I had a memorable experience of that, actually - for a long time we had a Trello card titled “faster to operate on the bits instead”, and the team looked at that card fondly during development. After we started getting traction, it was finally time to optimize! We conscientiously wrote tests to ensure correctness, and then began an incredibly enjoyable informal hackathon. We blazed through every step, replacing the logic piece by piece with bit operations. This step was 2x faster, that step was 5x faster, and so on. A few steps were slower, which was a bit weird, but we were having so much fun shouting out our gains to each other across the room, racing to improve. By the afternoon we had optimized each step and gotten an order of magnitude improvement.

“Great stuff, team.”

“I thought it would have been faster.”

“Yeah, same.”

We did some evening profiling and noticed a lot of time being spent in a dozen or so functions with names like “toRepr”, “reconstitute”, stuff like that. Actually it was like most of the time - what!? And then we saw, at each step we converted to raw bits, performed the equivalent logic with fast bit operations, then converted back to the representation for handoff to the next step. Wait, why we are converting to and from bits like thirty times each run? That can’t be right. Realization strikes - right before most handoffs there was a commented-out line that ran out tests on the representation to ensure it was still correct.

Someone pointed out we wrote that test before we had done any investigation of performance (I remember it almost word for word actually, “When we wrote the test, all we knew was it would be faster in bits, but not how. And the test doesn’t even look at bits!”). So we ripped out all the conversions and stayed in bits from step to step. Without changing the bit logic it was now almost three orders of magnitude performance gain, basically running in milliseconds instead of seconds. Two OOM that we had earned, but left on the table!

TO DO —
1. Answer these questions from the bit-operations story, one line each:
(a) What was the title of the team's Trello card?
(b) What names does the text give as examples of the functions that profiling showed taking a lot of time?
(c) After the conversions were removed, about how large was the overall performance gain?
2. Reproduce word for word the part of the bit-operations story starting with "I had a memorable" and going on through "of magnitude improvement.".

DATA EXTRACT —

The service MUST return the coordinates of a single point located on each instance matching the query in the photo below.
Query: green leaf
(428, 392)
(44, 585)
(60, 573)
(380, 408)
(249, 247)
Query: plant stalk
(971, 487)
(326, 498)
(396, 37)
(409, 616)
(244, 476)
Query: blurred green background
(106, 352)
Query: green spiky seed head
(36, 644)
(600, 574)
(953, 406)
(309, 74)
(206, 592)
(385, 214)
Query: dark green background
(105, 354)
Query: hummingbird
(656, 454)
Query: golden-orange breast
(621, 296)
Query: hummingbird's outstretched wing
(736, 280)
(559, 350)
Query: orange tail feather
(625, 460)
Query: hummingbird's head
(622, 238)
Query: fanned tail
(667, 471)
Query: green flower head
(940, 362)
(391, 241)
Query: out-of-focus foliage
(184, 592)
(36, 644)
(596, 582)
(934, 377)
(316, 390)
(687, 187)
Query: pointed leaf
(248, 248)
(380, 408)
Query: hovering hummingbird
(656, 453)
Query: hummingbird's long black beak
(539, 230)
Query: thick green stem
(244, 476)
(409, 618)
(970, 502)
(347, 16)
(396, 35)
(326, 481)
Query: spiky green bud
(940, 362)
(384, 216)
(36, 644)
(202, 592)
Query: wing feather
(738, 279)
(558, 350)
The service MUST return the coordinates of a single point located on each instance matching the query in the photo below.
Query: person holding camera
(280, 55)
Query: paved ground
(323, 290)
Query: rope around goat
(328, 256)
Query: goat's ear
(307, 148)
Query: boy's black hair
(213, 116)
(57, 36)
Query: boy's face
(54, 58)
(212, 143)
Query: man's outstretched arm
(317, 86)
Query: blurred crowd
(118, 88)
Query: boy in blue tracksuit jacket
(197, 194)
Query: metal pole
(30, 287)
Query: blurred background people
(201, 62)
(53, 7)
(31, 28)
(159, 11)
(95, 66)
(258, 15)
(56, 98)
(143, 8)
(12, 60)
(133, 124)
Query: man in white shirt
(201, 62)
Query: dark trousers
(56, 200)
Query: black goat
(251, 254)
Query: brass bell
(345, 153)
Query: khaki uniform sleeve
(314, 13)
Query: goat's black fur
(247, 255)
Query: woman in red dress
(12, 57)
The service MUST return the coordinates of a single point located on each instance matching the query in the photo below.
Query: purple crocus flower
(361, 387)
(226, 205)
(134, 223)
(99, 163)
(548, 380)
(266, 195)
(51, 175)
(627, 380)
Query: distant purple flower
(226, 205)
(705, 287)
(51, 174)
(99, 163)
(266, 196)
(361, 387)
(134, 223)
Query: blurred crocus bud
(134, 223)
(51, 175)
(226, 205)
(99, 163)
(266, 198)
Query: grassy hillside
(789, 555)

ANSWER LIST —
1.
(a) “faster to operate on the bits instead”
(b) “toRepr” and “reconstitute”
(c) Almost three orders of magnitude

2.
I had a memorable experience of that, actually - for a long time we had a Trello card titled “faster to operate on the bits instead”, and the team looked at that card fondly during development. After we started getting traction, it was finally time to optimize! We conscientiously wrote tests to ensure correctness, and then began an incredibly enjoyable informal hackathon. We blazed through every step, replacing the logic piece by piece with bit operations. This step was 2x faster, that step was 5x faster, and so on. A few steps were slower, which was a bit weird, but we were having so much fun shouting out our gains to each other across the room, racing to improve. By the afternoon we had optimized each step and gotten an order of magnitude improvement.